**What is being asked:** Every entry needs to be written out again exactly.

Stored items:
··········
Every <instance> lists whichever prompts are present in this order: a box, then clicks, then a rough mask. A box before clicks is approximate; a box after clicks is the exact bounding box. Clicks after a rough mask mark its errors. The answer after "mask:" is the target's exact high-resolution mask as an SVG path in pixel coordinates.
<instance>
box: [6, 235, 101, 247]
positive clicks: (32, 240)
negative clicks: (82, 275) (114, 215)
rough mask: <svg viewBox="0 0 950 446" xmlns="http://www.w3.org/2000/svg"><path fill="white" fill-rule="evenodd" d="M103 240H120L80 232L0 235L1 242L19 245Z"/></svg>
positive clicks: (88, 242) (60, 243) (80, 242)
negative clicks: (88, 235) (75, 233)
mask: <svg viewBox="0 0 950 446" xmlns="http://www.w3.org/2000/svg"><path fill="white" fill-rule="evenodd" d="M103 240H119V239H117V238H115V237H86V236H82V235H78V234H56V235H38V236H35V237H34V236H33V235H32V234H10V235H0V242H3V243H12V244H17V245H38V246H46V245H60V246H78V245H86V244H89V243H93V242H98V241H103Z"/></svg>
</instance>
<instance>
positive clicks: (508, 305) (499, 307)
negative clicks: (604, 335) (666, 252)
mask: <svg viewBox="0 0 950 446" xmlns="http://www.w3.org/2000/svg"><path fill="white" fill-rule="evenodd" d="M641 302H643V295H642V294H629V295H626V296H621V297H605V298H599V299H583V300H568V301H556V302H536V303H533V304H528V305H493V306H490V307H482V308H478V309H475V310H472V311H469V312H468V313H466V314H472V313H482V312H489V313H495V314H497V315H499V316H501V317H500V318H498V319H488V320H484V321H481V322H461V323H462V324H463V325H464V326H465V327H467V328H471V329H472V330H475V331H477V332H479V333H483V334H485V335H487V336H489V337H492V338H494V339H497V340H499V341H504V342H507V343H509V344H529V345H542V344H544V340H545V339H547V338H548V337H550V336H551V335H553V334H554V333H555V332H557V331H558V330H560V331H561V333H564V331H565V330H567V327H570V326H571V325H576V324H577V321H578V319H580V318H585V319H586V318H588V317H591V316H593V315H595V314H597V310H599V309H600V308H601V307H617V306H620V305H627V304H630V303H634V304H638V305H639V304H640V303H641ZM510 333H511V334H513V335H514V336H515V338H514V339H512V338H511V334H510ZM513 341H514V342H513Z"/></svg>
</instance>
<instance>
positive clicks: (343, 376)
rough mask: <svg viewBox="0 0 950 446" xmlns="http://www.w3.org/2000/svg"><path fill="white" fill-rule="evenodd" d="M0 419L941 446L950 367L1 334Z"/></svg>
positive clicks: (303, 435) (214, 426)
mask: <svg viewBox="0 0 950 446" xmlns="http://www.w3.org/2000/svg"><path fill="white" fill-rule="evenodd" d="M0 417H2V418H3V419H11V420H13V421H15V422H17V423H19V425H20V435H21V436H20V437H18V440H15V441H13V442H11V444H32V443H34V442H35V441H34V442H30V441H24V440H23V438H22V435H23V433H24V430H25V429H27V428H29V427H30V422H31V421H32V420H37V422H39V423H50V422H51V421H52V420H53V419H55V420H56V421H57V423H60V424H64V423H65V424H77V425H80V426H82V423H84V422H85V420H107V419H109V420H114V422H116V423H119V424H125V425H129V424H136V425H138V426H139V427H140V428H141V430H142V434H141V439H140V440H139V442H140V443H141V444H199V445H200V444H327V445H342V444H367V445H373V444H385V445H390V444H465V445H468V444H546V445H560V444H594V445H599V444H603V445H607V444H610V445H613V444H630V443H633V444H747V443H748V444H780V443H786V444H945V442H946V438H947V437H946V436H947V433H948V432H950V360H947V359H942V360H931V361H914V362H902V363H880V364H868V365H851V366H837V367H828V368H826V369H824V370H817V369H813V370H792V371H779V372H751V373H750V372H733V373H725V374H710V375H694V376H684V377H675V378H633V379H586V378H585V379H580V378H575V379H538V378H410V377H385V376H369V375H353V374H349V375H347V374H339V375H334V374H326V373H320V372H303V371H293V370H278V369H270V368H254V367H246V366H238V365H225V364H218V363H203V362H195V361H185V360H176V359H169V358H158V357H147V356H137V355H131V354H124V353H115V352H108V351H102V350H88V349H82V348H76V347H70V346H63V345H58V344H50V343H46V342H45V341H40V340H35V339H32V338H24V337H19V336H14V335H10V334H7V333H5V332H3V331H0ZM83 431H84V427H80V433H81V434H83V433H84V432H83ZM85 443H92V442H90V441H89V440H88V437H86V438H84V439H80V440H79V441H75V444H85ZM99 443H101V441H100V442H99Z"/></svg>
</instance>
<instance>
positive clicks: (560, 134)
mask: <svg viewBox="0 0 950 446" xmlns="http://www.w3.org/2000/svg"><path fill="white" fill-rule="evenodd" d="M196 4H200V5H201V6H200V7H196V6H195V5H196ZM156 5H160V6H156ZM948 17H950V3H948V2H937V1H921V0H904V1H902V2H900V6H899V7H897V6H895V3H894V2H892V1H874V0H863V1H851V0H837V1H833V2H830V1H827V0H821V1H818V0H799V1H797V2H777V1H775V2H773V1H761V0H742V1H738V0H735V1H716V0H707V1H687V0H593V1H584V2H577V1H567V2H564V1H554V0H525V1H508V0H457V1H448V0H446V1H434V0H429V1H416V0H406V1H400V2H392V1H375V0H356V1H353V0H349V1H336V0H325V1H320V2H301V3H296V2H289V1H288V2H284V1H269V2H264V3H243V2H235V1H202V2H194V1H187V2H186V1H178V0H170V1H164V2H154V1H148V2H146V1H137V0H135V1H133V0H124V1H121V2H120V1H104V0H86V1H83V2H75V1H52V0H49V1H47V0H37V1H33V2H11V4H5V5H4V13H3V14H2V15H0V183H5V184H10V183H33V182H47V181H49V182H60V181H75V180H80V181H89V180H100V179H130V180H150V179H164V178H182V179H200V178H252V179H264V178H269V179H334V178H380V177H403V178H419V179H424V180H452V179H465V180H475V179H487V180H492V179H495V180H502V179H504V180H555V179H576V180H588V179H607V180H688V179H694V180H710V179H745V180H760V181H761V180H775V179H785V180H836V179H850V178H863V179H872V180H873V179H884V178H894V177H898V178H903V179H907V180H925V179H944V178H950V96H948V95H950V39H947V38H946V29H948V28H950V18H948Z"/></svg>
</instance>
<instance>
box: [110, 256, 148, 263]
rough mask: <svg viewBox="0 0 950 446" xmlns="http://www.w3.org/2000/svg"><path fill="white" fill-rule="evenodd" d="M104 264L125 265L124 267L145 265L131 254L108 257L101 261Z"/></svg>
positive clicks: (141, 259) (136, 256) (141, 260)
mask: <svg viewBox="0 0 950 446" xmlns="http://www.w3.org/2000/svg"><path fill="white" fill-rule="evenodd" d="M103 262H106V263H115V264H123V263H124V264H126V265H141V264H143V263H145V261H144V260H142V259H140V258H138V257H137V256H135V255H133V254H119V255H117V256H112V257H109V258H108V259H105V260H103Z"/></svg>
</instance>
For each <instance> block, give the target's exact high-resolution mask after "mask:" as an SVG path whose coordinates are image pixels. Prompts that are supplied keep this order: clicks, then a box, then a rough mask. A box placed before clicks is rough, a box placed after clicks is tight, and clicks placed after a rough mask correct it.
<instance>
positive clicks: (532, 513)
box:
··········
**Result of the task:**
Every <instance> lists whichever prompts are present in this order: a box, then clicks, then a rough mask. A box before clicks is approximate; a box after clicks is the exact bounding box. Clicks after a rough mask mark its errors. The answer after "mask:" is the target's exact high-resolution mask as an SVG path in pixel coordinates.
<instance>
box: [6, 235, 101, 247]
positive clicks: (32, 240)
negative clicks: (82, 275) (114, 215)
rough mask: <svg viewBox="0 0 950 446" xmlns="http://www.w3.org/2000/svg"><path fill="white" fill-rule="evenodd" d="M103 240H120L80 232L0 235L1 242L19 245Z"/></svg>
positive clicks: (88, 242) (60, 243) (80, 242)
negative clicks: (88, 235) (75, 233)
mask: <svg viewBox="0 0 950 446" xmlns="http://www.w3.org/2000/svg"><path fill="white" fill-rule="evenodd" d="M103 240H119V239H117V238H115V237H86V236H82V235H78V234H56V235H38V236H35V237H34V236H33V235H32V234H10V235H0V242H3V243H12V244H17V245H38V246H46V245H60V246H78V245H86V244H89V243H93V242H98V241H103Z"/></svg>
</instance>
<instance>
positive clicks: (508, 305) (499, 307)
negative clicks: (604, 335) (666, 252)
mask: <svg viewBox="0 0 950 446" xmlns="http://www.w3.org/2000/svg"><path fill="white" fill-rule="evenodd" d="M641 302H643V295H642V294H629V295H626V296H621V297H605V298H599V299H583V300H568V301H556V302H536V303H533V304H528V305H493V306H490V307H482V308H478V309H475V310H472V311H469V312H468V313H466V314H472V313H482V312H489V313H495V314H497V315H499V316H501V317H500V318H498V319H488V320H484V321H481V322H461V323H462V324H463V325H464V326H465V327H467V328H471V329H472V330H475V331H477V332H479V333H483V334H485V335H487V336H489V337H492V338H494V339H497V340H499V341H504V342H507V343H509V344H529V345H542V344H544V340H545V339H547V338H548V337H550V336H551V335H553V334H554V333H555V332H557V331H558V330H560V331H561V333H564V331H565V330H567V327H570V326H571V325H576V324H577V321H578V319H580V318H585V319H586V318H588V317H591V316H593V315H595V314H597V310H599V309H600V308H601V307H617V306H620V305H627V304H630V303H634V304H638V305H639V304H640V303H641ZM510 333H511V334H513V335H514V336H515V338H514V339H512V338H511V334H510ZM513 341H514V342H513Z"/></svg>
</instance>
<instance>
positive clicks: (343, 376)
rough mask: <svg viewBox="0 0 950 446" xmlns="http://www.w3.org/2000/svg"><path fill="white" fill-rule="evenodd" d="M0 419L941 446L950 367L1 334Z"/></svg>
positive clicks: (303, 435) (214, 426)
mask: <svg viewBox="0 0 950 446" xmlns="http://www.w3.org/2000/svg"><path fill="white" fill-rule="evenodd" d="M0 417H2V418H3V419H11V420H13V421H15V422H17V423H19V425H20V435H21V436H20V437H18V440H15V441H13V442H11V444H32V443H34V442H35V441H34V442H30V441H24V440H23V438H22V435H23V433H24V430H25V429H27V428H29V427H30V422H31V421H32V420H37V422H39V423H50V422H51V421H52V420H53V419H55V420H56V421H57V423H60V424H64V423H65V424H77V425H80V426H82V423H84V422H85V420H107V419H109V420H114V422H116V423H119V424H125V425H129V424H136V425H138V426H139V427H140V428H141V430H142V434H141V439H140V440H139V442H140V443H141V444H199V445H200V444H327V445H342V444H367V445H373V444H385V445H390V444H465V445H468V444H546V445H560V444H594V445H599V444H603V445H607V444H610V445H613V444H630V443H633V444H747V443H748V444H780V443H786V444H945V442H946V438H947V437H946V436H947V433H948V432H950V360H947V359H942V360H931V361H914V362H902V363H880V364H868V365H851V366H837V367H828V368H826V369H824V370H817V369H813V370H792V371H779V372H751V373H750V372H733V373H725V374H710V375H694V376H684V377H675V378H633V379H586V378H585V379H580V378H575V379H538V378H410V377H385V376H369V375H353V374H349V375H347V374H339V375H334V374H326V373H320V372H303V371H293V370H278V369H270V368H254V367H246V366H238V365H225V364H218V363H203V362H195V361H185V360H176V359H169V358H158V357H147V356H137V355H131V354H124V353H115V352H108V351H102V350H88V349H82V348H76V347H70V346H63V345H58V344H50V343H46V342H45V341H40V340H35V339H32V338H24V337H19V336H14V335H10V334H7V333H5V332H3V331H0ZM83 431H84V427H80V433H81V434H83V433H84V432H83ZM85 443H92V442H90V441H89V440H88V437H86V438H84V439H80V440H79V441H75V444H85ZM99 443H101V441H100V442H99Z"/></svg>
</instance>
<instance>
positive clicks: (560, 134)
mask: <svg viewBox="0 0 950 446" xmlns="http://www.w3.org/2000/svg"><path fill="white" fill-rule="evenodd" d="M196 4H200V5H201V6H200V7H196V6H195V5H196ZM156 5H160V6H156ZM948 17H950V3H948V2H937V1H921V0H904V1H902V2H900V6H899V7H897V6H895V3H894V2H892V1H874V0H863V1H851V0H837V1H833V2H830V1H827V0H821V1H818V0H799V1H797V2H777V1H775V2H773V1H761V0H742V1H738V0H735V1H716V0H707V1H687V0H593V1H584V2H577V1H567V2H564V1H554V0H525V1H508V0H457V1H448V0H446V1H434V0H429V1H416V0H406V1H400V2H392V1H375V0H356V1H353V0H349V1H336V0H325V1H320V2H301V3H296V2H289V1H288V2H284V1H269V2H264V3H243V2H235V1H202V2H194V1H187V2H186V1H178V0H170V1H164V2H154V1H148V2H146V1H137V0H135V1H133V0H124V1H121V2H120V1H104V0H86V1H83V2H75V1H52V0H49V1H47V0H37V1H33V2H11V4H5V5H4V13H3V14H2V15H0V183H5V184H10V183H33V182H47V181H49V182H60V181H75V180H80V181H89V180H100V179H130V180H150V179H164V178H182V179H200V178H252V179H264V178H269V179H334V178H380V177H403V178H419V179H424V180H452V179H465V180H475V179H487V180H492V179H495V180H502V179H504V180H555V179H576V180H588V179H607V180H688V179H694V180H710V179H745V180H760V181H761V180H775V179H785V180H836V179H850V178H863V179H872V180H873V179H884V178H894V177H898V178H903V179H907V180H925V179H944V178H950V96H948V95H950V39H947V38H946V29H948V28H950V18H948Z"/></svg>
</instance>
<instance>
box: [110, 256, 148, 263]
rough mask: <svg viewBox="0 0 950 446" xmlns="http://www.w3.org/2000/svg"><path fill="white" fill-rule="evenodd" d="M104 264L125 265L124 267L145 265L131 254L108 257L101 261Z"/></svg>
positive clicks: (141, 259) (136, 256) (141, 260)
mask: <svg viewBox="0 0 950 446" xmlns="http://www.w3.org/2000/svg"><path fill="white" fill-rule="evenodd" d="M103 262H106V263H115V264H123V263H124V264H126V265H141V264H143V263H145V261H144V260H142V259H140V258H138V257H137V256H135V255H133V254H119V255H117V256H112V257H109V258H108V259H105V260H103Z"/></svg>
</instance>
For each <instance> block, give the target's exact high-resolution mask after "mask:" as an SVG path whose coordinates are image pixels. Prompts that are supplied keep this order: clicks, then a box, then a rough mask. A box placed before clicks is rough, a box placed after clicks is tight, and clicks placed after a rough mask correct it.
<instance>
positive clicks: (532, 513)
box:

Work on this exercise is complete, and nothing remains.